Copy out the rows below verbatim, everything from the line containing "on the orange" down to the line containing "[1076, 167]", both included.

-- start of INFORMATION PROVIDED --

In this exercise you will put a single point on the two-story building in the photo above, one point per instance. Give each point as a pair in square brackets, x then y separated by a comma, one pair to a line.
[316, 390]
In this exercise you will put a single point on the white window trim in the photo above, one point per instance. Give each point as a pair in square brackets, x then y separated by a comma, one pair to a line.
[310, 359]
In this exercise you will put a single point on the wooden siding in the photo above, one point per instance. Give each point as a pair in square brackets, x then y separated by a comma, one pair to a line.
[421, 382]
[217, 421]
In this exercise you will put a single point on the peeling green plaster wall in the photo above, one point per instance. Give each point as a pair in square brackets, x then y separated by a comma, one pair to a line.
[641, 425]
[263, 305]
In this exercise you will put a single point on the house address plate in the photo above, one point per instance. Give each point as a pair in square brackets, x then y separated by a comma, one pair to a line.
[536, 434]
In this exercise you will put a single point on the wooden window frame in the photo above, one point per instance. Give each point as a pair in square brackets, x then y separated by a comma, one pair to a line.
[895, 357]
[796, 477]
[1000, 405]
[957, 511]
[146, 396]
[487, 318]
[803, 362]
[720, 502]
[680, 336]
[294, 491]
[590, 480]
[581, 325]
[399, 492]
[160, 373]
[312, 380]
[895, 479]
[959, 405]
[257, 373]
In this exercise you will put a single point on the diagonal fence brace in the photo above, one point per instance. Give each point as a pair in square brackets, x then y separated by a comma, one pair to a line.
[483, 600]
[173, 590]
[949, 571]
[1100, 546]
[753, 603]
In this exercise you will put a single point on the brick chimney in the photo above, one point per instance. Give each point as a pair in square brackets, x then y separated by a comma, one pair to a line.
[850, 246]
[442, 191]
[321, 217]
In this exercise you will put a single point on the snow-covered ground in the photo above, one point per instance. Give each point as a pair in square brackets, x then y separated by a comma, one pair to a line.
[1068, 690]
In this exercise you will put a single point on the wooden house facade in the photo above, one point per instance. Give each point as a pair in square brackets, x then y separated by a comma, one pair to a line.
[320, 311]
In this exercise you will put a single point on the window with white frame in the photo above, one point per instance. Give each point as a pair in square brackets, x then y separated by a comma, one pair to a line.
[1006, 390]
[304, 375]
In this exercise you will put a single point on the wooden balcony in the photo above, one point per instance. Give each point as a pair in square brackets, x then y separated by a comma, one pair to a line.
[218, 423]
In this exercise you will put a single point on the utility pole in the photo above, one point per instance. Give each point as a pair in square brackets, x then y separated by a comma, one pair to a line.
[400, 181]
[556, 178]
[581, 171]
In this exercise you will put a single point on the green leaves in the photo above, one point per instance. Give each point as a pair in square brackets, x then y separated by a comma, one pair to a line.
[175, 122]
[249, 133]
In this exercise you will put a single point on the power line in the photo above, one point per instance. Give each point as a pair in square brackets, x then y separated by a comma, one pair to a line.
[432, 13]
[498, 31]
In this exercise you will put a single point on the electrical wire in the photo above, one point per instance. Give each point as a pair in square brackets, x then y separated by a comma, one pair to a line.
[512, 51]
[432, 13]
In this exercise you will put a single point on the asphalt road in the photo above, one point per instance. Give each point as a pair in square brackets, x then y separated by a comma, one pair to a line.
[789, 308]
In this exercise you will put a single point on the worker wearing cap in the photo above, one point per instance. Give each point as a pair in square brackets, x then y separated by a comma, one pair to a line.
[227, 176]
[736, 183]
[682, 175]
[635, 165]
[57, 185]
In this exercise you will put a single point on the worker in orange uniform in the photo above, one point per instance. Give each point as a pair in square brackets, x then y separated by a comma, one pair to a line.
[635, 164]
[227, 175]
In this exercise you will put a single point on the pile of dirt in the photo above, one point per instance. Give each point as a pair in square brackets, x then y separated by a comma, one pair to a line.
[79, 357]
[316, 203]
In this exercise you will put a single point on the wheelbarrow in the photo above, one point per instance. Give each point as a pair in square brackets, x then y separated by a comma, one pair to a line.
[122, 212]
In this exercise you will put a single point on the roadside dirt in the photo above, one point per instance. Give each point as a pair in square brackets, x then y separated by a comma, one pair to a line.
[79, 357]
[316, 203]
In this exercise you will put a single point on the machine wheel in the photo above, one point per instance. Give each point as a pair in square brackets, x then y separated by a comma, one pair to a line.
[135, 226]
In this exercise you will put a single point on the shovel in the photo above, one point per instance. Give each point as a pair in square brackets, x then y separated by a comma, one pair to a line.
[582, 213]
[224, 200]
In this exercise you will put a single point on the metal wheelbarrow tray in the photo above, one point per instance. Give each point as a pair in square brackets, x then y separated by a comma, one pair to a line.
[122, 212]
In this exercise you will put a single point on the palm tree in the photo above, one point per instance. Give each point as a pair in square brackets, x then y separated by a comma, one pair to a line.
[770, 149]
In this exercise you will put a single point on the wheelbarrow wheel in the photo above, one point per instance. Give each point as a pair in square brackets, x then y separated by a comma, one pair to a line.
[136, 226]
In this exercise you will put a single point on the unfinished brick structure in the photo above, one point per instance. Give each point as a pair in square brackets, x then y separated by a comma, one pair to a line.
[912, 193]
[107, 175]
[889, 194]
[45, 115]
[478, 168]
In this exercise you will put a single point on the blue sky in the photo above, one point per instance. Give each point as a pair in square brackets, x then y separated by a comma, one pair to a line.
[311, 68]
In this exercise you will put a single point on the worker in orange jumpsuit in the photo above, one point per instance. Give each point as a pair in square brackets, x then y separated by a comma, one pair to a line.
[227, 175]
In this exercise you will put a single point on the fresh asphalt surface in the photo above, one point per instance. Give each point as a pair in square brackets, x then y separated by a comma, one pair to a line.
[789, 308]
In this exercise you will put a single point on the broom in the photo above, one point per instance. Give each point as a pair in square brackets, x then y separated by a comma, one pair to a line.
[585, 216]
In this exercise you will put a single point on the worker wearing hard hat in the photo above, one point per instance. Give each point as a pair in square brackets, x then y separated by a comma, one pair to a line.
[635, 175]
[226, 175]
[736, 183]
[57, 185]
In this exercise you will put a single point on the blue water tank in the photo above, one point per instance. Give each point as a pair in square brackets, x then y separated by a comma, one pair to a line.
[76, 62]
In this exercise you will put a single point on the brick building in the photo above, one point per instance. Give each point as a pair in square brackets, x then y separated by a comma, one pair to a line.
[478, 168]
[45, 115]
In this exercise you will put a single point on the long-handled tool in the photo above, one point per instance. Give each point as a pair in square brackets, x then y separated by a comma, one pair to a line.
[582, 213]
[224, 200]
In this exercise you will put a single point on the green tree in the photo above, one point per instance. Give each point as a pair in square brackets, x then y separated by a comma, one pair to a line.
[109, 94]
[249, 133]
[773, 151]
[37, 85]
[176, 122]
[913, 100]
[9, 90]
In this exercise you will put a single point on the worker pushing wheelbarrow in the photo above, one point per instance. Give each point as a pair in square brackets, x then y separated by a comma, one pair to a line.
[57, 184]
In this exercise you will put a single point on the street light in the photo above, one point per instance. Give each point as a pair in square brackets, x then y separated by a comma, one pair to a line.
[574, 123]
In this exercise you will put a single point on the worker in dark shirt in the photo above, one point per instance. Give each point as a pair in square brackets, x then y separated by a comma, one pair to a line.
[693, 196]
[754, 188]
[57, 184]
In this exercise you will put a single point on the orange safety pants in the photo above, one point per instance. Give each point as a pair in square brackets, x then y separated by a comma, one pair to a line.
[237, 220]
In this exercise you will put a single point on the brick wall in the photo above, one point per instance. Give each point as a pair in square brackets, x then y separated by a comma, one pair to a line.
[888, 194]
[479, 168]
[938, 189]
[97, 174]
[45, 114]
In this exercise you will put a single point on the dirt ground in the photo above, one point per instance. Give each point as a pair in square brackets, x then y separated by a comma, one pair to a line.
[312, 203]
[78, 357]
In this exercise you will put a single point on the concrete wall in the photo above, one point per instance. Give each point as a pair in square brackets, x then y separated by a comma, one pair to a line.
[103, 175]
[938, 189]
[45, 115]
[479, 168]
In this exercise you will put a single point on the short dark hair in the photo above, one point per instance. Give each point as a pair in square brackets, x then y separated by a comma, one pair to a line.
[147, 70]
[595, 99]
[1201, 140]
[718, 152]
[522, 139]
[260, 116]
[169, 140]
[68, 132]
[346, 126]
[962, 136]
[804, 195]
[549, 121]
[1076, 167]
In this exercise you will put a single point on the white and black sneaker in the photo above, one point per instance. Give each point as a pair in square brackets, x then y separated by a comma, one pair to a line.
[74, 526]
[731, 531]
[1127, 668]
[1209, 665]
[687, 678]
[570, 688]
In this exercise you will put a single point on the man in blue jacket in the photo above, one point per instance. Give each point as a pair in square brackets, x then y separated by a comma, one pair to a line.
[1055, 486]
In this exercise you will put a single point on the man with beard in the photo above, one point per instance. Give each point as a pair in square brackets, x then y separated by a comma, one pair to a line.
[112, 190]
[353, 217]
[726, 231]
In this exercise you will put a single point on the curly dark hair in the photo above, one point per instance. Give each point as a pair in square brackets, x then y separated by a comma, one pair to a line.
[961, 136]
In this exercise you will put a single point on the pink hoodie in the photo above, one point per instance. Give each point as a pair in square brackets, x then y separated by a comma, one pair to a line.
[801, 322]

-- end of INFORMATION PROVIDED --

**RIGHT ANSWER:**
In this exercise you will put a single point on the orange safety pants in the photo above, one point per instance. Give each point as a pair in square brackets, x then y separated by a comma, one pair to a line.
[237, 220]
In this exercise you will put a single point on the brick wall in the photo above, one point per instance. Give each point as a pair in square brackets, x then y separated by a comma, one pair to a line.
[888, 194]
[479, 168]
[938, 189]
[97, 174]
[45, 114]
In this exercise you will put a single point on the dirt ground in the photo above, one point per instance. Give each point as a pair in square brackets, x then y separated by a comma, one pair to a line.
[312, 203]
[78, 357]
In this exercise you will put a single point on the concrete wall in the photo above, one point per instance. Give each point as a pair in square brackets, x then y separated by a comma, one pair to a line.
[103, 175]
[938, 189]
[45, 115]
[479, 168]
In this exercise you will put a single point on the short dark hair in the photo above, one point per instance. Give each point as a pair in square brackets, x then y separated by a comma, one pair to a line.
[147, 70]
[595, 99]
[1201, 140]
[718, 152]
[522, 139]
[260, 116]
[169, 140]
[68, 132]
[346, 126]
[962, 136]
[804, 195]
[549, 121]
[1076, 167]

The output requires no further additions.